Et se relevant il dit à notre assemblée de moulins à vent buveurs de thé : « il faut nous faire sentir, croire, que le texte qu’on dit, est le plus beau texte à faire passer… il y a une urgence, une nécessité,… on invente ce qu’on entend – on écoute ce qu’on invente – l’énergie de ça – l’énergie d’écrire ce qu’on veut entendre…. Jean de La Croix… la plus haute expérience humaine… l’union avec Dieu… ! » puis il baisse la voix et une épaule levée : « le titre du stage : jouer Dieu… »
On entend alors Pascal parler des pensées suicidaires : « elles ont des petites têtes plates, blanchâtres et triangulaires… » qui prolifèrent dans une boîte enfermée dans le tiroir d’une commode couverte d’une plaque de marbre.

## Matériel
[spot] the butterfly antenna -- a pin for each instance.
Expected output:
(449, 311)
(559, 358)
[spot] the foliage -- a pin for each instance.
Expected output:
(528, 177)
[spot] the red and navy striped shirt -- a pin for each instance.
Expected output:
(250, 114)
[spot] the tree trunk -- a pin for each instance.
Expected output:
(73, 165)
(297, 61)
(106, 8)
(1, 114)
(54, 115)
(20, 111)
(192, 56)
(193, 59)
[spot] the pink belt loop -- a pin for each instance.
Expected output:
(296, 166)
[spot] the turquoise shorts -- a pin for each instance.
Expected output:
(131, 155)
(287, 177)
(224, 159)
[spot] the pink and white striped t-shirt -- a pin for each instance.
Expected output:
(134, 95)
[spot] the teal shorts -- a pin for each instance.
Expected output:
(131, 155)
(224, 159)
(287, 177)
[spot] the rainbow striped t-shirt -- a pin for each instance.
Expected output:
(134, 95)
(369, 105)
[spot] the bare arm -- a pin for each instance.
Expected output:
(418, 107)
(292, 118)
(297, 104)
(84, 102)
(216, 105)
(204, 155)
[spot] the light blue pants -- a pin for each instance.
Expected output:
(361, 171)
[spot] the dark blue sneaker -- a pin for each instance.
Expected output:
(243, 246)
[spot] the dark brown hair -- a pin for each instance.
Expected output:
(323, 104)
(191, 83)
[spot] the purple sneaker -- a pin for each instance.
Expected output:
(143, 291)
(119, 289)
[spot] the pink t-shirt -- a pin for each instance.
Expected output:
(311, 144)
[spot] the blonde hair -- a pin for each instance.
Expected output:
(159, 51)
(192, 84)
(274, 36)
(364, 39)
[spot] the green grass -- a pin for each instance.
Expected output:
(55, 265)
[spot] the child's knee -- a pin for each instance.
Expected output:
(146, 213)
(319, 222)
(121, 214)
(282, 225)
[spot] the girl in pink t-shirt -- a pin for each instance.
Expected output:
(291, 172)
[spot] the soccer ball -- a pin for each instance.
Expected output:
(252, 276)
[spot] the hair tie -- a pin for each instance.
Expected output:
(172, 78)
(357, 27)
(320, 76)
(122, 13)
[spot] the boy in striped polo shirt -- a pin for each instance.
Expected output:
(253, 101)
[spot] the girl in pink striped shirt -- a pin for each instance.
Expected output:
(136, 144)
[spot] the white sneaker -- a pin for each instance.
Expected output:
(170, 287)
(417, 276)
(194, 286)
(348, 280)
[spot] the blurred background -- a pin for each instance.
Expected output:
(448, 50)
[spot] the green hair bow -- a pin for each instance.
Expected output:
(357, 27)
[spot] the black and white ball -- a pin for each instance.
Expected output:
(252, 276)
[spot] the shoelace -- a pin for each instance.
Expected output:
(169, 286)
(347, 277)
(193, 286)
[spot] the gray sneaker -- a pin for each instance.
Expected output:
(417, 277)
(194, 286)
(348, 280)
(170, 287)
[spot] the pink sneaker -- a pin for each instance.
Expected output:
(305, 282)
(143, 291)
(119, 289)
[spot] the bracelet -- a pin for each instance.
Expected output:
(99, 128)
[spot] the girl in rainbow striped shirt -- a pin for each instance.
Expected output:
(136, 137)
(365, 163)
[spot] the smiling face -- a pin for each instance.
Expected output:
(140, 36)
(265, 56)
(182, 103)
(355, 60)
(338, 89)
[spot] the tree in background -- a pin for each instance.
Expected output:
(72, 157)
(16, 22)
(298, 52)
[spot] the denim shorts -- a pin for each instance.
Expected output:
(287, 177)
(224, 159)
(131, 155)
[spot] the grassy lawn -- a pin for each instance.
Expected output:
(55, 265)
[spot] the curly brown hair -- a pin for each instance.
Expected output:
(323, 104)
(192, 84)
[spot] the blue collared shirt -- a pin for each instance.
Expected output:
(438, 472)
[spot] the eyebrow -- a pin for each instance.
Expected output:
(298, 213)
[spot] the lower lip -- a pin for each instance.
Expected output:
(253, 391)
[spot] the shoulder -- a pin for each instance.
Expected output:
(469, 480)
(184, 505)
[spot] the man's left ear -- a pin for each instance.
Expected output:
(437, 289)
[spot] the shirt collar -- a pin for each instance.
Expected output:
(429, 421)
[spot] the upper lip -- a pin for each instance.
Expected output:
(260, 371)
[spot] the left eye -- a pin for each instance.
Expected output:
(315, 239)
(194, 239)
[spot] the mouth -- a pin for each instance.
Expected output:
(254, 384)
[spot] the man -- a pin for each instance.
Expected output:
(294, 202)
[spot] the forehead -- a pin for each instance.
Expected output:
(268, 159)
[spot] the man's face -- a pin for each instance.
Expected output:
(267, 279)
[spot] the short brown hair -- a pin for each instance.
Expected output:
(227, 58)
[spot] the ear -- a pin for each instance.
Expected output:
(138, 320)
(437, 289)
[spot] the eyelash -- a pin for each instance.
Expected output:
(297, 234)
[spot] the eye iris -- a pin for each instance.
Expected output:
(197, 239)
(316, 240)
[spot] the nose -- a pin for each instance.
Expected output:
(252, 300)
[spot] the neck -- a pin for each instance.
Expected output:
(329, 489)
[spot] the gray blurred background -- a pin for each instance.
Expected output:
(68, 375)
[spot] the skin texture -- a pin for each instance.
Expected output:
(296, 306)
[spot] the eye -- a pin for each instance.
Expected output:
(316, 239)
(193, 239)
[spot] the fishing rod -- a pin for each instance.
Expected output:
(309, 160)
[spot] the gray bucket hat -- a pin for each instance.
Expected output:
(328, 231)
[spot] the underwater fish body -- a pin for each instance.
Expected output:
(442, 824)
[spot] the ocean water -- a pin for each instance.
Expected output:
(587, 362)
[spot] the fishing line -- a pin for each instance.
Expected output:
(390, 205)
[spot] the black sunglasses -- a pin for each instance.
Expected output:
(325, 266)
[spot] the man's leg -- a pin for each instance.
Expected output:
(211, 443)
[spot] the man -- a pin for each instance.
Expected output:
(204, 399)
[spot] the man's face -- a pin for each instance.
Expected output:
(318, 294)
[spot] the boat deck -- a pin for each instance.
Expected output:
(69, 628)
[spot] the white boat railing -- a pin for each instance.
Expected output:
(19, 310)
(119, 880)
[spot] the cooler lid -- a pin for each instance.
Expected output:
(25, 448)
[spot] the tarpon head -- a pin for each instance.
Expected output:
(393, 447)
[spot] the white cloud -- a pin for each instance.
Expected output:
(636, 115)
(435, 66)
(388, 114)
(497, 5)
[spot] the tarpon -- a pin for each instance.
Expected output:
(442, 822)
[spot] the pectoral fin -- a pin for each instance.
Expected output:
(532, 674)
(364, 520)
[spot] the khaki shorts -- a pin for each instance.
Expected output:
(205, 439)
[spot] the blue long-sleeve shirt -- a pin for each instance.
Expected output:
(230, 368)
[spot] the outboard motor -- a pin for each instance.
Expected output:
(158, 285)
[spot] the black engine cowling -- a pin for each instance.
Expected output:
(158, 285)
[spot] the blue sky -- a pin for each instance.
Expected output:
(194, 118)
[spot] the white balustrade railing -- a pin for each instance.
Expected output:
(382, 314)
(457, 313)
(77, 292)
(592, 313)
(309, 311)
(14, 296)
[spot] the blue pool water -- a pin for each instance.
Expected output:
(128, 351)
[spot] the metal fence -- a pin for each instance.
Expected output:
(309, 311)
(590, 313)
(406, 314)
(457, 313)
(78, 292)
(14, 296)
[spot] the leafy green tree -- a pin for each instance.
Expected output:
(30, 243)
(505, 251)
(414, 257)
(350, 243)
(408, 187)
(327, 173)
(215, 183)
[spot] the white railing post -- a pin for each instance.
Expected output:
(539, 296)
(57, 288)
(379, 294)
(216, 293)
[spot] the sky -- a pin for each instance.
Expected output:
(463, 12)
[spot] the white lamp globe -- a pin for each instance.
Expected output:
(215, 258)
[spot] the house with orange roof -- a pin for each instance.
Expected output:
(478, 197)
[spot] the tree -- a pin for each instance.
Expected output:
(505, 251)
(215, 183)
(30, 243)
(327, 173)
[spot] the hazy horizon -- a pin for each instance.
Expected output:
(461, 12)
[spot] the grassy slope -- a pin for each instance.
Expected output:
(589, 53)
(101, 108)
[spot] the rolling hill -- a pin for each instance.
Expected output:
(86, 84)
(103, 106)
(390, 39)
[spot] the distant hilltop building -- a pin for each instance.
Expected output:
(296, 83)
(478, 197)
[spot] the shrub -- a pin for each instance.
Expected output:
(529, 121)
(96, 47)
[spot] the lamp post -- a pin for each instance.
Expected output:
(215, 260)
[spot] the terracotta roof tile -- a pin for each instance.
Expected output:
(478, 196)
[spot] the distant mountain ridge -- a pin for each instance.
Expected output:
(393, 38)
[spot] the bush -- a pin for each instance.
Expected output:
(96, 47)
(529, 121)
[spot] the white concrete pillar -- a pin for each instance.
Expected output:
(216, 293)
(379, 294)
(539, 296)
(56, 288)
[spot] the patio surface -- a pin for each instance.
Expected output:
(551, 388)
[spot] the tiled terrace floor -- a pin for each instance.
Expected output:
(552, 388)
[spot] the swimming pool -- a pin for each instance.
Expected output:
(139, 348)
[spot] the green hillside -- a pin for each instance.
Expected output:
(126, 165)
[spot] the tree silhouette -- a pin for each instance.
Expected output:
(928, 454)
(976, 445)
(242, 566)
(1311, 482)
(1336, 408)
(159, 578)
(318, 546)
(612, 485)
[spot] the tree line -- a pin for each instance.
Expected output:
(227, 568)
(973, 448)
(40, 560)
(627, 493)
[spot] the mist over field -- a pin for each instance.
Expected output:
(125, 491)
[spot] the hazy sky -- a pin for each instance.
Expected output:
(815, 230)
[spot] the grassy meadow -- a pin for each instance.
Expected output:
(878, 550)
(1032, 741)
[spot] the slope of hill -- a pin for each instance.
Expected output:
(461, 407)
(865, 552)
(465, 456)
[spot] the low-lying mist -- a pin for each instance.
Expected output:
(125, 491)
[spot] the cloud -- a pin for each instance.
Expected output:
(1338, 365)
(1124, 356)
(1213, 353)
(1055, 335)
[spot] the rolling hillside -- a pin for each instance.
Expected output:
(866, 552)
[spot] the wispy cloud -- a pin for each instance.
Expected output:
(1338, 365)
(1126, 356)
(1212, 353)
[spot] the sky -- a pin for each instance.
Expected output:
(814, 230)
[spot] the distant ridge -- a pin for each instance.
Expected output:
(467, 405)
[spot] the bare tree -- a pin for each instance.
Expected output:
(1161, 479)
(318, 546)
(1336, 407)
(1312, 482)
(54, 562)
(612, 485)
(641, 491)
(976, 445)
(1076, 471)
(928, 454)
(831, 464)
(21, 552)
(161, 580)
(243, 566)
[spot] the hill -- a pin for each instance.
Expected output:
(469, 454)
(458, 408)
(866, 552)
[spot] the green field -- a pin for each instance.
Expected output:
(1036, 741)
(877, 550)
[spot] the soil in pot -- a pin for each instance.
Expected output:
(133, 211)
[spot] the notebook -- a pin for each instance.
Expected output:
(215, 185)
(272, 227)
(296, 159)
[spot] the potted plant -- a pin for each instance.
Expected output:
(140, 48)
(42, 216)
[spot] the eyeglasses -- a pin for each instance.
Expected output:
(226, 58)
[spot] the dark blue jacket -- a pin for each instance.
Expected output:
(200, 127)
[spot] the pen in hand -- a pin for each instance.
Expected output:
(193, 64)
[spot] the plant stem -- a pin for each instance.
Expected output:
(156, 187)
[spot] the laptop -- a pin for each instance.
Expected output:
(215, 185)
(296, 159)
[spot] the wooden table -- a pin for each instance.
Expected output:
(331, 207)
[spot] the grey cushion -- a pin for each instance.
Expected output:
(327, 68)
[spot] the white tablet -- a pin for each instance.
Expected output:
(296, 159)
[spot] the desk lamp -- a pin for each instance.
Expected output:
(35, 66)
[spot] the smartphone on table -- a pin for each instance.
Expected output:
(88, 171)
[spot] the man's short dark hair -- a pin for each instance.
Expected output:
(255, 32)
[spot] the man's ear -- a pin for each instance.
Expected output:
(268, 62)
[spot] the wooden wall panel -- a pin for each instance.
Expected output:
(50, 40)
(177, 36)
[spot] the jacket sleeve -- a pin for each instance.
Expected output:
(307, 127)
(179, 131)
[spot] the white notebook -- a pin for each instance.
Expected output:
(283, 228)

## Exercices
a – Transcrivez le passage de l'extrait sur le stage « jouer Dieu » compris entre « Et se relevant » et « plaque de marbre. », bornes incluses.
b – Reprenez l'extrait sur le stage « jouer Dieu » là où il s'arrête et poursuivez-en le récit.

## Corrigé des exercices
a –
Et se relevant il dit à notre assemblée de moulins à vent buveurs de thé : « il faut nous faire sentir, croire, que le texte qu’on dit, est le plus beau texte à faire passer… il y a une urgence, une nécessité,… on invente ce qu’on entend – on écoute ce qu’on invente – l’énergie de ça – l’énergie d’écrire ce qu’on veut entendre…. Jean de La Croix… la plus haute expérience humaine… l’union avec Dieu… ! » puis il baisse la voix et une épaule levée : « le titre du stage : jouer Dieu… »
On entend alors Pascal parler des pensées suicidaires : « elles ont des petites têtes plates, blanchâtres et triangulaires… » qui prolifèrent dans une boîte enfermée dans le tiroir d’une commode couverte d’une plaque de marbre.

b –
Puis nous écoutons un Hypérion belge, qui arrache les « rr » de sa gorge comme des teignes, et affirme être grec. C’est Jessica qui dit ça avec des yeux vifs qui pétillent de quelque chose d’incontrôlablement intelligent. Elle dira aussi à un moment un texte qu’elle a écrit et qui sort avec la verve d’un éclair. Je pense à ce phénomène de l’accent, sa force de mâchoires qui broient les morceaux les plus denses et y introduit quelque chose de brute, une présence brute, une raideur qui parle haut et dru… comme le feu dans la cheminée…
Il y eut cette phrase aussi qui sonna chez les buveurs de thé : « rien n’aura eu lieu que le lieu »
16 juin
Ecrire pendant 2 heures qu’il pleut : il pleut, il pleut des gouttes mouillées, il grisaille, il pleut gris, il goutte, il pleut, il pleut, il n’arrête pas de pleuvoir, la pluie coule, la pluie pénètre, ça pleut, les arbres dégoulinent, des flaques grandissent sur le sentier des caravanes, mes habits ne sèchent pas, il y a un trou dans le plafond de l’algéco, un chapeau de feutre noir à large bord est apparu sur la tête d’Yves-Noël, il pleut sur les capuchons, les bonnets sont trempés, toutes les couleurs ont foutu le camp…
Deuxième semaine.
Depuis hier le travail a radicalement changé. Un virage violent.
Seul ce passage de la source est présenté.